● **WHAT THIS TASK INVOLVES**: Scan the records for the word "dirt". Copy each line that includes it.

● **RECORDS FOR THE TASK**:
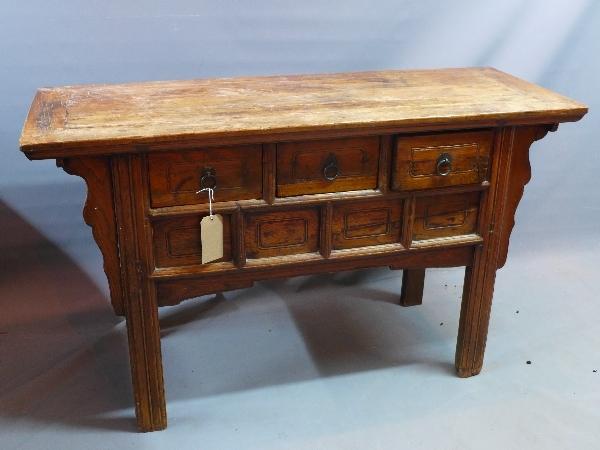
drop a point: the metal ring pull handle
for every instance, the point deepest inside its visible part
(208, 179)
(331, 170)
(443, 166)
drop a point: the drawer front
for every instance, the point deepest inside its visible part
(282, 233)
(360, 224)
(175, 177)
(333, 165)
(443, 159)
(446, 215)
(177, 241)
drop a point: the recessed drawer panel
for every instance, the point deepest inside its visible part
(360, 224)
(175, 177)
(441, 159)
(333, 165)
(446, 215)
(282, 233)
(177, 241)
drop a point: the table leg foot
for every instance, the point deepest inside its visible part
(474, 320)
(143, 332)
(413, 281)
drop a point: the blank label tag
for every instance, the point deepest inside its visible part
(211, 235)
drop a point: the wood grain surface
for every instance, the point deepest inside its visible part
(101, 118)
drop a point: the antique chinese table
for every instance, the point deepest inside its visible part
(309, 174)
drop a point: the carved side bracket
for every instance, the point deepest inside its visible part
(520, 174)
(99, 214)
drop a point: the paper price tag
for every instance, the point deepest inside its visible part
(211, 235)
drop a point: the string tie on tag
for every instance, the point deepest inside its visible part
(211, 198)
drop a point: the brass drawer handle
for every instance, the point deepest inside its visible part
(208, 179)
(443, 166)
(331, 170)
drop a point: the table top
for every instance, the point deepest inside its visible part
(65, 120)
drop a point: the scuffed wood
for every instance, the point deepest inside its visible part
(104, 118)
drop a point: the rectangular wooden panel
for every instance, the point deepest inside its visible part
(441, 159)
(302, 167)
(446, 215)
(282, 233)
(177, 241)
(364, 223)
(175, 176)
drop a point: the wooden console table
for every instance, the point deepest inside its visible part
(311, 173)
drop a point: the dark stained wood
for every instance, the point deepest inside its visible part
(301, 166)
(413, 282)
(282, 233)
(99, 213)
(520, 174)
(445, 215)
(177, 241)
(175, 177)
(416, 159)
(495, 225)
(364, 223)
(109, 118)
(142, 149)
(269, 172)
(176, 288)
(141, 306)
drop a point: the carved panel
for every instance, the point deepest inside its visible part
(360, 224)
(177, 241)
(282, 233)
(300, 165)
(175, 177)
(419, 159)
(445, 215)
(99, 214)
(518, 143)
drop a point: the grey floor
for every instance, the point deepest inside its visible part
(321, 362)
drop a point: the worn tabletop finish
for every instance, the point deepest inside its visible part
(310, 174)
(92, 117)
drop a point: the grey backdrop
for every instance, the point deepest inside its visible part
(317, 362)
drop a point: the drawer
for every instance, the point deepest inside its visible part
(441, 159)
(360, 224)
(446, 215)
(177, 241)
(176, 176)
(332, 165)
(281, 233)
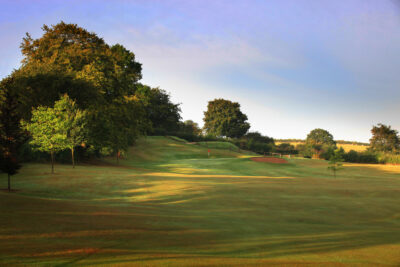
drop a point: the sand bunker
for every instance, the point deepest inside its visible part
(270, 160)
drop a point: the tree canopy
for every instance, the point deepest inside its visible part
(384, 138)
(224, 118)
(11, 136)
(320, 143)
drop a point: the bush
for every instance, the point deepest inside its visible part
(388, 158)
(360, 157)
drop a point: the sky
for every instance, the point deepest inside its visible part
(293, 65)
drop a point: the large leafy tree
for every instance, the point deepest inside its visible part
(384, 138)
(73, 121)
(321, 142)
(11, 135)
(100, 78)
(224, 118)
(47, 129)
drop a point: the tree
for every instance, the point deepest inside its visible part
(163, 115)
(68, 59)
(11, 136)
(224, 118)
(47, 129)
(384, 138)
(190, 127)
(73, 121)
(320, 141)
(335, 161)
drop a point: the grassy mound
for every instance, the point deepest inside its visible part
(219, 145)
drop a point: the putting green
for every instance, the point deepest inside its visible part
(169, 204)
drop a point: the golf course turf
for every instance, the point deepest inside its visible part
(168, 204)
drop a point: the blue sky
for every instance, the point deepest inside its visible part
(293, 65)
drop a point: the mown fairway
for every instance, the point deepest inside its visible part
(168, 204)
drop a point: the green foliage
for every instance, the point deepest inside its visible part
(48, 130)
(286, 148)
(11, 136)
(388, 158)
(321, 143)
(256, 142)
(224, 118)
(384, 139)
(335, 161)
(74, 123)
(162, 115)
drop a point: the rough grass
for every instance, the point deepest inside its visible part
(346, 147)
(168, 204)
(219, 145)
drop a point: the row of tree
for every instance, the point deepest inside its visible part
(73, 89)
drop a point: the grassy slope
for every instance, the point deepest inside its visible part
(346, 147)
(168, 204)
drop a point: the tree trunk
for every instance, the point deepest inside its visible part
(52, 161)
(9, 185)
(73, 159)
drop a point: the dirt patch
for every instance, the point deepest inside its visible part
(270, 160)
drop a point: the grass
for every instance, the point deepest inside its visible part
(346, 147)
(168, 204)
(219, 145)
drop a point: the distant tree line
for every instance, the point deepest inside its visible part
(76, 97)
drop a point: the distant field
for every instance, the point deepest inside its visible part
(346, 147)
(168, 204)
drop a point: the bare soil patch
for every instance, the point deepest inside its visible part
(270, 160)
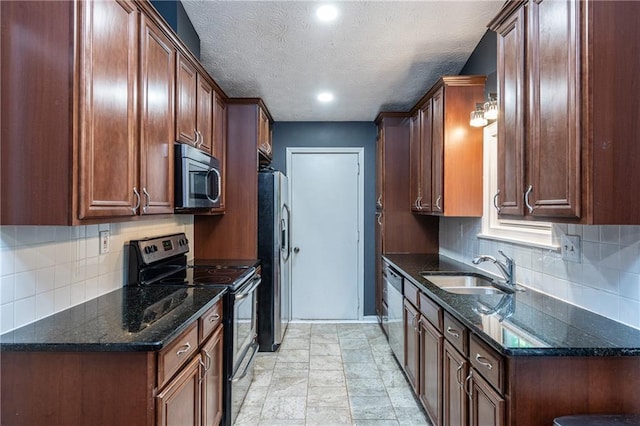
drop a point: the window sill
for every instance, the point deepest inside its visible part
(520, 241)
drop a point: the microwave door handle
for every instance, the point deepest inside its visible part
(208, 192)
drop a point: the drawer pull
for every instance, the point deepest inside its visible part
(483, 361)
(453, 332)
(183, 349)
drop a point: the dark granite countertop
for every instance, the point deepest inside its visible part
(526, 323)
(116, 321)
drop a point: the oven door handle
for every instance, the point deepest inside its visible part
(249, 364)
(256, 282)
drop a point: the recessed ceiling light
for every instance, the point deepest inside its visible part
(327, 12)
(325, 97)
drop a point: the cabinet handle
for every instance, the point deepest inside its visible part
(483, 361)
(458, 371)
(195, 142)
(209, 361)
(134, 209)
(526, 198)
(183, 349)
(452, 331)
(203, 371)
(148, 202)
(466, 381)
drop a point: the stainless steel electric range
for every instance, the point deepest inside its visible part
(163, 261)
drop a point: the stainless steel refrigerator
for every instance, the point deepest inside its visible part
(274, 294)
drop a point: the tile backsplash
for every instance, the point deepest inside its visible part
(606, 281)
(46, 269)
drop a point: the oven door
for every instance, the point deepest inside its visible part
(245, 344)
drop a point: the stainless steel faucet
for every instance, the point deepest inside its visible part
(507, 268)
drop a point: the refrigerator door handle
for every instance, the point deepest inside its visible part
(284, 233)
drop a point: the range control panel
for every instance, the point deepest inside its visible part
(154, 249)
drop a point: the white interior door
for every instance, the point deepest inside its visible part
(326, 193)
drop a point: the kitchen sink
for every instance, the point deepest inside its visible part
(466, 284)
(464, 281)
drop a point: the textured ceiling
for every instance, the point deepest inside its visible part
(376, 56)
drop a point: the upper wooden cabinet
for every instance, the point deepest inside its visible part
(265, 146)
(448, 178)
(194, 106)
(108, 79)
(157, 77)
(91, 138)
(567, 132)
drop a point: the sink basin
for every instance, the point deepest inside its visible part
(465, 284)
(464, 281)
(474, 290)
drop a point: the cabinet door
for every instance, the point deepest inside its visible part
(204, 114)
(157, 81)
(219, 148)
(108, 84)
(212, 381)
(553, 58)
(414, 162)
(454, 404)
(426, 138)
(487, 407)
(431, 371)
(411, 344)
(511, 78)
(437, 152)
(264, 133)
(179, 403)
(186, 94)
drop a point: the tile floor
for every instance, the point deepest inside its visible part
(330, 374)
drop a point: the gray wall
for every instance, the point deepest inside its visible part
(484, 61)
(339, 134)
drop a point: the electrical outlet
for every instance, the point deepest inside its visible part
(571, 249)
(104, 242)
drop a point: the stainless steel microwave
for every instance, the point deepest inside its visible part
(198, 182)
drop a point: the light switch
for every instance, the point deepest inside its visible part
(104, 242)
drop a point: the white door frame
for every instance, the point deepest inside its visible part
(360, 152)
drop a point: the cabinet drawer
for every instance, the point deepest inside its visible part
(171, 358)
(210, 320)
(487, 362)
(456, 333)
(430, 310)
(411, 293)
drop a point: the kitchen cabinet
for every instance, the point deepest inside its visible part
(397, 230)
(181, 384)
(194, 106)
(448, 180)
(430, 364)
(157, 77)
(411, 344)
(238, 227)
(566, 144)
(265, 143)
(107, 163)
(96, 154)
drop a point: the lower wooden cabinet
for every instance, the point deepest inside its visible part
(455, 369)
(486, 406)
(411, 344)
(430, 376)
(179, 402)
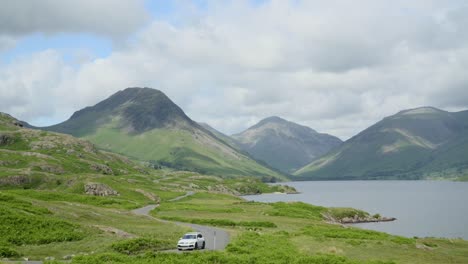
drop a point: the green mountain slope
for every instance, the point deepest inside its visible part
(145, 124)
(413, 144)
(220, 135)
(284, 145)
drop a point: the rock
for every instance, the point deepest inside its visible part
(123, 171)
(68, 257)
(51, 169)
(194, 186)
(104, 169)
(6, 139)
(16, 180)
(219, 188)
(141, 170)
(153, 197)
(18, 124)
(115, 231)
(99, 189)
(39, 145)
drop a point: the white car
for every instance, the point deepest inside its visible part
(193, 240)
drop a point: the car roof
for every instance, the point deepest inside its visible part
(193, 233)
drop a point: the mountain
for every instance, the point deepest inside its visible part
(144, 124)
(283, 144)
(32, 158)
(220, 135)
(418, 143)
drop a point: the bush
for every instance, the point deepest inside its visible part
(23, 223)
(220, 222)
(297, 210)
(329, 231)
(139, 245)
(6, 252)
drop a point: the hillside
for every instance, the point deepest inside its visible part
(413, 144)
(284, 145)
(220, 135)
(47, 213)
(145, 124)
(33, 158)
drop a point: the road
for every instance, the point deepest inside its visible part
(215, 238)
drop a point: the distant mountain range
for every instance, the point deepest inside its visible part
(284, 145)
(145, 124)
(413, 144)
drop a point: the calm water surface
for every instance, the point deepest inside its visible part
(422, 208)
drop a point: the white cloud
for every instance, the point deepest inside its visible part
(337, 66)
(107, 17)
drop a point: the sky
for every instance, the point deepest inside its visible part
(335, 66)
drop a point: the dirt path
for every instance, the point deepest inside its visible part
(216, 238)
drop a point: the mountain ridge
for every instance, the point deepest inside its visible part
(406, 145)
(143, 123)
(283, 144)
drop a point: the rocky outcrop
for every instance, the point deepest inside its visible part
(6, 139)
(153, 197)
(99, 189)
(16, 180)
(356, 219)
(104, 169)
(219, 188)
(51, 168)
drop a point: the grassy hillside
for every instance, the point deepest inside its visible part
(146, 125)
(413, 144)
(284, 145)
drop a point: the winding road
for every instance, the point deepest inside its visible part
(215, 238)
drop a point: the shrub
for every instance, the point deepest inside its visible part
(6, 252)
(220, 222)
(297, 210)
(139, 245)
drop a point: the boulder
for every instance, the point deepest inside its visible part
(16, 180)
(6, 139)
(104, 169)
(99, 189)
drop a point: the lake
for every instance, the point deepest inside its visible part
(422, 208)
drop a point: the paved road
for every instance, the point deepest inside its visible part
(215, 238)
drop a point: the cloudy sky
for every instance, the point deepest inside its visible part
(336, 66)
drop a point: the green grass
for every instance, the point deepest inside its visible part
(139, 245)
(178, 149)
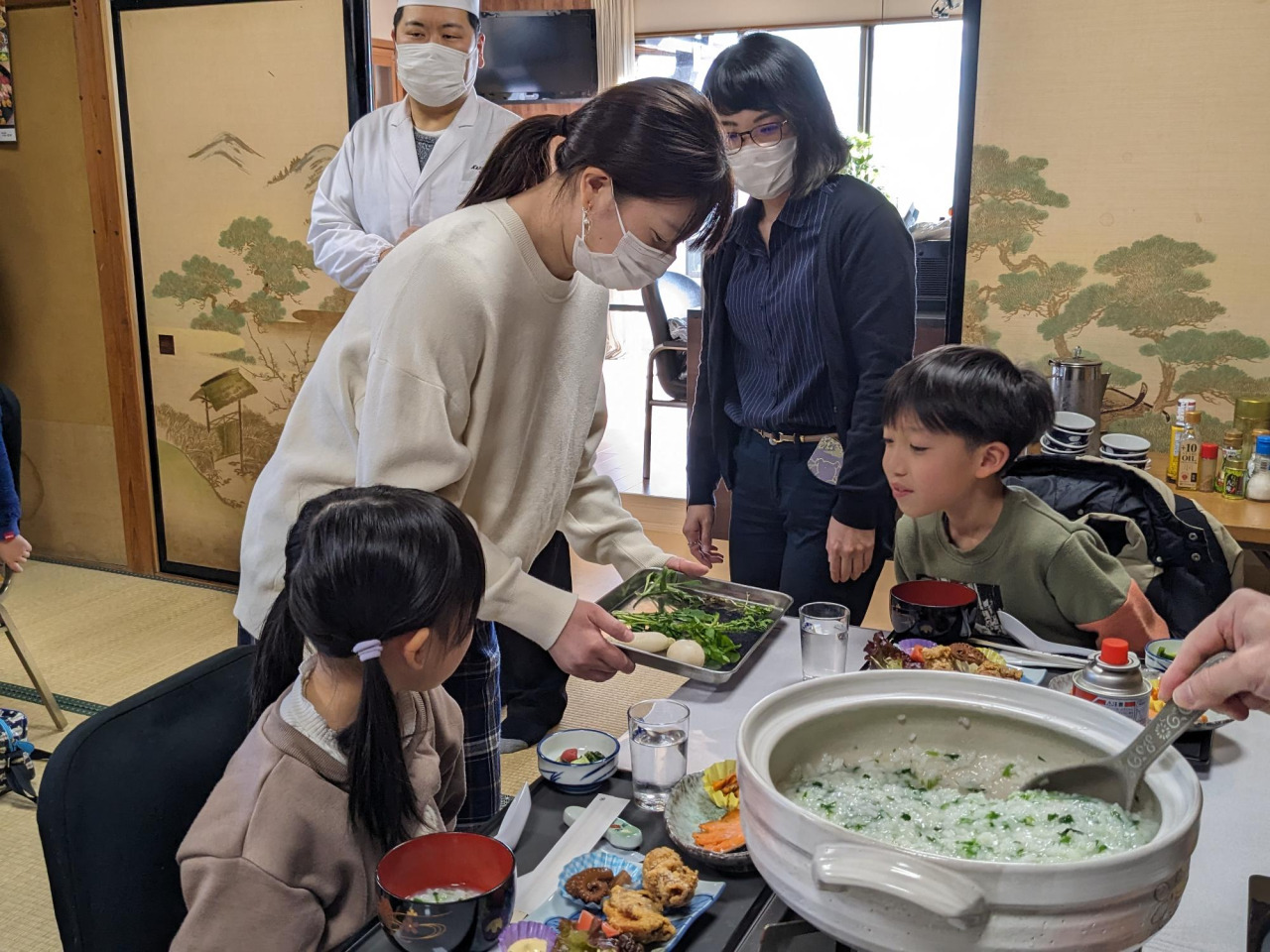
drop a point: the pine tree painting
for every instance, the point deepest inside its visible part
(1153, 291)
(258, 303)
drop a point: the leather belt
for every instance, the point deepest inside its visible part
(778, 438)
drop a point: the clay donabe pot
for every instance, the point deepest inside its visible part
(878, 897)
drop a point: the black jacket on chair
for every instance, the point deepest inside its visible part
(866, 311)
(1184, 560)
(119, 793)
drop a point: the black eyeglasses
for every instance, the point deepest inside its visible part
(762, 136)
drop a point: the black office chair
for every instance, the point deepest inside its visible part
(119, 793)
(670, 296)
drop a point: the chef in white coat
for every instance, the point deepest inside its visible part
(412, 162)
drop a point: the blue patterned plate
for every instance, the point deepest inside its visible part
(561, 906)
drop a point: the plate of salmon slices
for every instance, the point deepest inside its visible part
(702, 829)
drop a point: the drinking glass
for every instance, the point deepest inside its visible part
(824, 627)
(659, 751)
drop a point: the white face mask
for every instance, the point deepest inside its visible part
(630, 266)
(434, 73)
(765, 172)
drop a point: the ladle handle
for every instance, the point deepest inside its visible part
(1162, 730)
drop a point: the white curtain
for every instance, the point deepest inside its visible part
(615, 41)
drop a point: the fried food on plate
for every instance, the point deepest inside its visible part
(636, 914)
(668, 880)
(593, 885)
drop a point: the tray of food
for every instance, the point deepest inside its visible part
(699, 629)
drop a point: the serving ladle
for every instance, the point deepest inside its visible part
(1115, 778)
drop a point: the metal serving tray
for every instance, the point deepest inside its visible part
(748, 643)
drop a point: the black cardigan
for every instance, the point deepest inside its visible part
(866, 303)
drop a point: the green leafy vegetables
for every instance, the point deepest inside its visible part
(683, 613)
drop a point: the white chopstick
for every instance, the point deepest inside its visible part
(1044, 657)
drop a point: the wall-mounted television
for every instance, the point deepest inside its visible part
(536, 56)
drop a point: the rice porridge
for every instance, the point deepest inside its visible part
(964, 805)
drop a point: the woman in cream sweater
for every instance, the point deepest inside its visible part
(470, 365)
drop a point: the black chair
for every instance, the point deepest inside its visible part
(119, 793)
(670, 296)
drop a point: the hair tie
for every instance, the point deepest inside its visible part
(366, 651)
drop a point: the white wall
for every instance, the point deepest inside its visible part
(381, 18)
(661, 17)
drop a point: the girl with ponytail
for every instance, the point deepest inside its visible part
(470, 365)
(359, 752)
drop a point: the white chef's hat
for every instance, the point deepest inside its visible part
(471, 7)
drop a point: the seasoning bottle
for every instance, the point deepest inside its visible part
(1175, 435)
(1207, 467)
(1114, 679)
(1188, 452)
(1259, 471)
(1250, 416)
(1234, 472)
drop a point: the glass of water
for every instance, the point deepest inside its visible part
(824, 627)
(659, 751)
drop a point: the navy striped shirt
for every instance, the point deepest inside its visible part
(783, 382)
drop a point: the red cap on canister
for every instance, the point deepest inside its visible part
(1114, 652)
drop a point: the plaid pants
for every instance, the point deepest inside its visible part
(475, 688)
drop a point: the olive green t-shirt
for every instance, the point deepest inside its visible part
(1055, 575)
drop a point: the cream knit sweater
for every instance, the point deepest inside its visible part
(462, 367)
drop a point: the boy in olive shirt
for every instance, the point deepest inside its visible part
(952, 421)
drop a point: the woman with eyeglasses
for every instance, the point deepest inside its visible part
(810, 307)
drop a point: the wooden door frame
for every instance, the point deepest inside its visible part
(141, 453)
(99, 118)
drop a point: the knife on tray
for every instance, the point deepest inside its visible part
(535, 888)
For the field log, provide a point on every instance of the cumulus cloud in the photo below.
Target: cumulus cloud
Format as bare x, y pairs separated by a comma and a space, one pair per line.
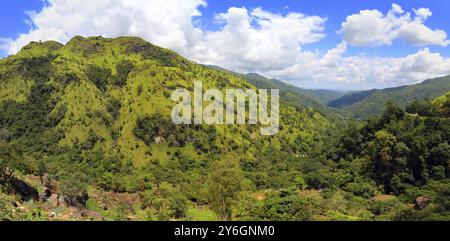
337, 71
373, 28
254, 40
258, 40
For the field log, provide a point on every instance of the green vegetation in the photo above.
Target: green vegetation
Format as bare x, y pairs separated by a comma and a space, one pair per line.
85, 134
365, 104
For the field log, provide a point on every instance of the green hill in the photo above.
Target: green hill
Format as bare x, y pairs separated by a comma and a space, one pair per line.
304, 97
365, 104
94, 114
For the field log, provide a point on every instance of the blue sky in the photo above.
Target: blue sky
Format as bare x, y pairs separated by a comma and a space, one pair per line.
14, 21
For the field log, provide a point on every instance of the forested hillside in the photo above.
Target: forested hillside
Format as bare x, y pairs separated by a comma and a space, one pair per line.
86, 134
365, 104
308, 98
93, 118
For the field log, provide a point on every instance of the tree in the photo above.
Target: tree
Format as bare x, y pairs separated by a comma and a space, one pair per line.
225, 182
73, 186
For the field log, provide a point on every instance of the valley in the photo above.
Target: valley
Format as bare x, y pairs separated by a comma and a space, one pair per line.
86, 134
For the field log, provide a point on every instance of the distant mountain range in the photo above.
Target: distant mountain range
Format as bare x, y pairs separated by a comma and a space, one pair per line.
358, 104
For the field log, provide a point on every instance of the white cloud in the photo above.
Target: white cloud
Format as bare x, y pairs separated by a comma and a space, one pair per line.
337, 71
254, 40
373, 28
258, 40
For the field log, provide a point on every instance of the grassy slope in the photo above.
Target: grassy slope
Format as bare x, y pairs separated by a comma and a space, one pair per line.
87, 105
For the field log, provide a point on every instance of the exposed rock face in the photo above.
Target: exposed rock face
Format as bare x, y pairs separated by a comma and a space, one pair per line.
25, 191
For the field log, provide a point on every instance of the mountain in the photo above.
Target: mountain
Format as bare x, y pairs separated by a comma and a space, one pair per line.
94, 116
86, 134
364, 104
310, 98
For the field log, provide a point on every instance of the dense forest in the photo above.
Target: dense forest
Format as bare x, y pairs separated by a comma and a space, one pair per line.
86, 134
365, 104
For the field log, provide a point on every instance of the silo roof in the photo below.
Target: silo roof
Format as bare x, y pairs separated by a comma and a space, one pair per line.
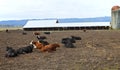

● **OUTPUT FOR THIS EXERCISE**:
drop a point: the dirt patch
drop a point: the dirt path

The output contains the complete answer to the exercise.